__WORK TO BE COMPLETED__: Each record below must be returned exactly as shown.
- - - -
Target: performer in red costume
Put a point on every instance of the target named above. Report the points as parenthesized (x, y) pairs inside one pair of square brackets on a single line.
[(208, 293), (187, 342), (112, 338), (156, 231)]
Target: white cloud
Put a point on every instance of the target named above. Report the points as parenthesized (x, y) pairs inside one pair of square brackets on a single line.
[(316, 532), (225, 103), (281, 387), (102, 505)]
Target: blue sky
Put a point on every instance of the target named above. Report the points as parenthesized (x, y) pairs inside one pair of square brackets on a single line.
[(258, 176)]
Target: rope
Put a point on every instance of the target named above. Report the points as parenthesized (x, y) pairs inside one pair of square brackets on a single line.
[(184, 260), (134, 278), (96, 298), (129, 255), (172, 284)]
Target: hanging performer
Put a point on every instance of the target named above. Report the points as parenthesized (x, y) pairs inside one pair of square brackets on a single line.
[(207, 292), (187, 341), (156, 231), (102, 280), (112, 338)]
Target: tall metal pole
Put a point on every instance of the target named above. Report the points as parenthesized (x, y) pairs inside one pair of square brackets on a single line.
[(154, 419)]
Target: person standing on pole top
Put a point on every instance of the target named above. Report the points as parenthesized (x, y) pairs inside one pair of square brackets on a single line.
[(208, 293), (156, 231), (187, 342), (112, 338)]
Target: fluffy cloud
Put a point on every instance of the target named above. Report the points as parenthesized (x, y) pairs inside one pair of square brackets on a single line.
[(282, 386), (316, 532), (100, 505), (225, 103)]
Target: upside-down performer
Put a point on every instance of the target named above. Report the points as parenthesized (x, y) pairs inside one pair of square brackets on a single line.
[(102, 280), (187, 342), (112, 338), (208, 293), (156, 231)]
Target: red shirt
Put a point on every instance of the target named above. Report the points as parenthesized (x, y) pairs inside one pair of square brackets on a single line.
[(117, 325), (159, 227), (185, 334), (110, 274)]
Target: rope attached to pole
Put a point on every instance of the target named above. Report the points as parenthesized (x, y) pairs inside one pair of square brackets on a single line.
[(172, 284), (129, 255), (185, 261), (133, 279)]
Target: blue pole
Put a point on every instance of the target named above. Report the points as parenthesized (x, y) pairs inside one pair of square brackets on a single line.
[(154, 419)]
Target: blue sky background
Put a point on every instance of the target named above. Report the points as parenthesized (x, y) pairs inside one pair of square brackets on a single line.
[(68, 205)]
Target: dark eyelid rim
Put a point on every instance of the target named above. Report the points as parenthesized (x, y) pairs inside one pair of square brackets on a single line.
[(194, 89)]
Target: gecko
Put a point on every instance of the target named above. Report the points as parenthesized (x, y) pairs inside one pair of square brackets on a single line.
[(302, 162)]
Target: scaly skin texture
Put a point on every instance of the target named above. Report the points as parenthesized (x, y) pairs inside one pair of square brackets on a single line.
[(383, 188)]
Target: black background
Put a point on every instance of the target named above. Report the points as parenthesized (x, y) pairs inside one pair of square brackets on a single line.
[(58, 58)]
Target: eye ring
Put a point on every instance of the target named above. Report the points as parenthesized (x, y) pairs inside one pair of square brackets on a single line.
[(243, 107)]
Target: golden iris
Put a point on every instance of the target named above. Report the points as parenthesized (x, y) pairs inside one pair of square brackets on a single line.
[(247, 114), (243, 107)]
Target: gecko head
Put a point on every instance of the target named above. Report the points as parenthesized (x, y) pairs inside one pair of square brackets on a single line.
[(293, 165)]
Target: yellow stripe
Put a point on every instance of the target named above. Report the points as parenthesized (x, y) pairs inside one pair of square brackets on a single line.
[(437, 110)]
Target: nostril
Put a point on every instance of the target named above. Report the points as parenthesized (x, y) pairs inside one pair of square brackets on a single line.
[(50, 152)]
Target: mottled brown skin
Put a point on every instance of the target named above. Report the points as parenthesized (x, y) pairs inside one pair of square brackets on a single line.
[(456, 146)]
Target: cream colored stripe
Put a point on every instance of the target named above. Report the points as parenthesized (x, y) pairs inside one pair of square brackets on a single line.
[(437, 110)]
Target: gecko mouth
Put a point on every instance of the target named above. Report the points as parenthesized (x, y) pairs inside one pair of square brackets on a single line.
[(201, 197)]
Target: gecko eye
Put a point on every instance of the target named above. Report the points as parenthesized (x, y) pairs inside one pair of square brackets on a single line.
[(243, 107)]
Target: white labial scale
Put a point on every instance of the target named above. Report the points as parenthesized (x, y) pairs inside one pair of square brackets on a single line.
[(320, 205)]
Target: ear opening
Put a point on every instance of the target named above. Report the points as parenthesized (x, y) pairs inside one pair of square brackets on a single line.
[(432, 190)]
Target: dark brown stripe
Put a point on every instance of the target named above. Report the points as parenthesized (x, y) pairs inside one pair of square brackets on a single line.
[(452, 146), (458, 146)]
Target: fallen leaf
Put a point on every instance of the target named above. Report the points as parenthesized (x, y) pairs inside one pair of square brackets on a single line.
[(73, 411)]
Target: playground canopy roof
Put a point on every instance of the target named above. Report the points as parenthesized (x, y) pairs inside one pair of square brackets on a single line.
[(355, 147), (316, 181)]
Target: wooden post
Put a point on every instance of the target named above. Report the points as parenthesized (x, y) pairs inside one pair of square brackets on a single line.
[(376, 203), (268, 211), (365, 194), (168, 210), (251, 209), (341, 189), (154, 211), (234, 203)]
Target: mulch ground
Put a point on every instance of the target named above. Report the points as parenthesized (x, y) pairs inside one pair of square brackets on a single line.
- - - -
__ANSWER BELOW__:
Target: performer in red costume
Put a point on every instance of the target named above. Report the points as parenthesized (x, y) pairs inside one pair of square brackets on a single line.
[(208, 293), (187, 342), (112, 338), (156, 231)]
Target: white cloud
Put a point on every instance of the target named above. Report the points as parenthesized (x, y) pairs inside one pair of square brackets on a single line.
[(316, 532), (225, 103), (281, 387), (102, 505)]
Target: blue sky
Put a point on every instance of the target named above. Report the points as parenthesized (x, y) pairs inside one pair of square brackets on a single line.
[(258, 176)]
Target: rope
Put a point on every instance of the target named above. Report the points as parenthesized (x, y) pairs inside one pair of square brackets on a single line.
[(184, 260), (134, 278), (96, 298), (129, 255), (172, 284)]
Target: hanging performer
Put a point on every instance of the target named above. Report the points as parenthesized (x, y) pairs inside one pair of square brackets on a single line.
[(207, 292), (187, 341), (156, 231), (102, 280), (112, 338)]
Target: tall metal pole
Put a point on every instance of the target named above. Report the points as parenthesized (x, y) pairs inside one pair of square brackets on a single line.
[(154, 419)]
Target: person standing on pole top
Put a point on every instance of the target named above. Report the points as parenthesized (x, y) pairs inside one pair of square brackets on a single line.
[(208, 293), (156, 231), (187, 342), (112, 338)]
Target: fluffy cloud
Put a point on every instance of the target named above. Report the points as parenthesized (x, y) pairs inside one pair of square brackets on a single line.
[(282, 386), (316, 532), (100, 505), (225, 103)]
Target: upside-down performer
Put a point on every instance of the target named above. Report the points as parenthesized (x, y) pairs inside one pair of square brackets on a single line.
[(102, 280), (187, 342), (112, 338), (208, 293), (156, 231)]
Target: red shirt
Put a point on every instance of the target named above. Report the points as parenthesized (x, y) pairs inside one pair of square brackets on a single line.
[(117, 325), (159, 227), (185, 334), (110, 274)]
Target: rope attached to pole
Put a point on every instance of the target named above. Report the points as parenthesized (x, y) pairs inside one pair of square brackets on a single line.
[(172, 284), (129, 255), (185, 261), (133, 279)]
Target: blue pole
Put a point on every instance of the target named above. Report the points as parenthesized (x, y) pairs inside one pair of square brackets on a single line.
[(154, 419)]
Target: blue sky background
Put a point on every instance of the target named above. Report the points as parenthesized (x, y) pairs inside one pair of square brackets on a single line.
[(68, 205)]
Target: dark eyelid rim
Put a point on every instance of the target named above. Report the points as parenthesized (x, y) pairs inside one pair of square brackets on a single line.
[(194, 89)]
Target: gecko
Put a point on every instance of the target named above. Report the points as parenthesized (x, y) pairs inside one pair of square brackets on a single line.
[(302, 162)]
Target: scaly skin texture
Put a point on every instance of the target named above. Report the points as parenthesized (x, y) pairs inside one pair of square brackets on a single line.
[(383, 188)]
Target: black background
Put a point on every instance of the target named above. Report the points as parenthesized (x, y) pairs inside one pair of square brackets on a single line.
[(58, 58)]
Target: eye ring
Put a point on every instance of the target named above. Report the points as parenthesized (x, y) pairs inside one pair of square brackets on a single line.
[(243, 107)]
Target: golden iris
Put a point on every instance of the target named above. Report the points as parenthesized (x, y) pairs inside one pair of square brackets on a single line.
[(247, 114), (243, 107)]
Target: gecko head
Put a point on every instance of the target named above. Report the points as parenthesized (x, y) pairs inside one pair of square brackets on a single line.
[(293, 165)]
Target: yellow stripe
Put a point on every instance of the target named above. Report the points as parenthesized (x, y) pairs inside one pair of square brackets on a single line.
[(437, 110)]
Target: nostril
Put a point on every instance of the target named above. Report the points as parenthesized (x, y) pairs inside one pair of square brackets on a single line.
[(50, 152)]
Target: mottled brown skin
Put a point on every instance of the target named above. Report the points as parenthesized (x, y) pairs inside one pair of square brackets on a single line.
[(456, 146)]
Target: cream colored stripe
Put a point on every instance of the target named above. Report the points as parenthesized (x, y) pairs inside one pair of square brackets on a single line.
[(437, 110)]
Target: gecko mouth
Put a point on every instance of the target named above. Report the points as parenthesized (x, y) pairs inside one pair of square brackets on a single line.
[(201, 197)]
Target: gecko eye
Put a point on every instance of the target named above. Report the points as parenthesized (x, y) pairs inside one pair of square brackets on a single line.
[(243, 107)]
Target: white labial scale
Put a point on every instance of the target named above. Report the points as parenthesized (x, y) pairs inside one pair of square brackets on a single line.
[(320, 205)]
Target: ear opening
Put a point on every instance of the target named above. Report the points as parenthesized (x, y) pairs inside one pair of square brackets on a single line.
[(432, 190)]
Target: dark brown stripe
Put a point on every instance of the target named above. Report the points as parenthesized (x, y) pairs inside one pair of square brackets on a single line.
[(452, 146), (458, 146)]
Target: fallen leaf
Put a point on every instance of the target named above. Report the points as parenthesized (x, y) pairs inside one pair of square brackets on a single line.
[(73, 411)]
Target: playground canopy roof
Put a point on every instance of the target named above. Report the points as parenthesized (x, y) pairs inside one pair of square brackets on a single line.
[(355, 147), (316, 181)]
Target: wooden post
Put a point on every instance of the target named above. Report the points as parenthesized (x, y) pairs inside one pair of square brackets on a single line.
[(376, 203), (268, 211), (365, 194), (168, 210), (251, 209), (341, 189), (154, 211), (234, 203)]
Target: mulch ground
Put a point on every instance of the target named above. Report the points as parenthesized (x, y) pairs inside one pair of square brackets on a single line.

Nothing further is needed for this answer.